New York Knicks' Anthony controls a rebound in front of Brooklyn Nets' Wallace during their NBA basketball game in New York

Knicks show their flaws, Nets get big win for franchise


Games in November don’t have a playoff atmosphere… usually. But every once in a while there is an exception.

And this was it — Brooklyn’s first home game against the Knicks may have been in November but New York fans were treating this like a hockey playoff game. There was constant chanting like a Brazilian soccer game. The fans of both teams were into it.

And they got an entertaining, playoff intensity game. They got November execution — it was sloppy at points — but some real intensity.

And Brooklyn got a 96-89 overtime win.

For the Nets, it is really is just one-of-82 on the schedule but is a nice win for the psyche of the franchise as it works to establish its foothold in the New York market.

For the Knicks, the reasons they lost this game down the stretch are trends that have emerged at points this young season, things they need to clean up as the season wears on. These things are the difference between the Knicks as threats to the Heat and the Knicks that get in the first round again.

For one, there was bad shot selection — Raymond Felton kept gunning despite a Bargnani-like 3-of-19 shooting night. He had good moments setting up Tyson Chandler on the pick-and-roll, but as the game wore on the Nets dared Felton to take the shot and he did. And he kept missing — he was 1-of-10 in the fourth quarter and overtime.

It wasn’t just him taking and missing shots late, Carmelo Anthony had a nice line of 35 points (on 11-of-25 shooting) plus 13 rebounds for the game. But he had 9 points on 2-of-9 shooting in the fourth quarter and overtime as he went with more isolation plays that led to a couple key misses. He fell back into old habits. Oh, and he missed a couple key free throws.

PROBLEMS AND TASKS:
**A.** For each statement, say whether it agrees with the Knicks–Nets recap, giving yes or no and the deciding words of the recap, quoted exactly: (i) Brooklyn won the game 96-89 in overtime. (ii) Carmelo Anthony made all of his free throws. (iii) Raymond Felton went 1-of-10 in the fourth quarter and overtime.
**B.** Set down the passage of the Knicks–Nets recap from "Games in November" to "96-89 overtime win.", word for word.
The listing that comes next has no connection to the Knicks–Nets recap.

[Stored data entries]

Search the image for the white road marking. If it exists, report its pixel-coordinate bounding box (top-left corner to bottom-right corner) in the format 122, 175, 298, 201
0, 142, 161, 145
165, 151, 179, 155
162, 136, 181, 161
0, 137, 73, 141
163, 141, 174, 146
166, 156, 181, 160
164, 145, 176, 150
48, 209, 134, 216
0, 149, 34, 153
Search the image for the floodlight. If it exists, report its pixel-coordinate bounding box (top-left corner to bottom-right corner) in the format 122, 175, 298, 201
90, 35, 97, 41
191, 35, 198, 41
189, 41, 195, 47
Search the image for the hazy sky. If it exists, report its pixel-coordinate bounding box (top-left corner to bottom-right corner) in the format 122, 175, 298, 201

WRITTEN RESPONSES:
**A.**
(i) Yes: "And Brooklyn got a 96-89 overtime win."
(ii) No: "Oh, and he missed a couple key free throws."
(iii) Yes: "he was 1-of-10 in the fourth quarter and overtime"

**B.**
Games in November don’t have a playoff atmosphere… usually. But every once in a while there is an exception.

And this was it — Brooklyn’s first home game against the Knicks may have been in November but New York fans were treating this like a hockey playoff game. There was constant chanting like a Brazilian soccer game. The fans of both teams were into it.

And they got an entertaining, playoff intensity game. They got November execution — it was sloppy at points — but some real intensity.

And Brooklyn got a 96-89 overtime win.